--- start DATASET RECORDS ---
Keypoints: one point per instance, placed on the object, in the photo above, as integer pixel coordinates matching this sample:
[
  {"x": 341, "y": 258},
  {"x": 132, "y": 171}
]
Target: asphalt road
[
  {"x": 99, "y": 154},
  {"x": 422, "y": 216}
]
--- end DATASET RECORDS ---
*PROBLEM TO WORK ON:*
Retype each of the rows above character for character, changing nothing.

*WRITTEN REPLY:*
Keypoints: one point per instance, placed on the object, in the photo above, as integer pixel coordinates matching this sample:
[
  {"x": 341, "y": 258},
  {"x": 132, "y": 171}
]
Target: asphalt road
[
  {"x": 99, "y": 154},
  {"x": 422, "y": 216}
]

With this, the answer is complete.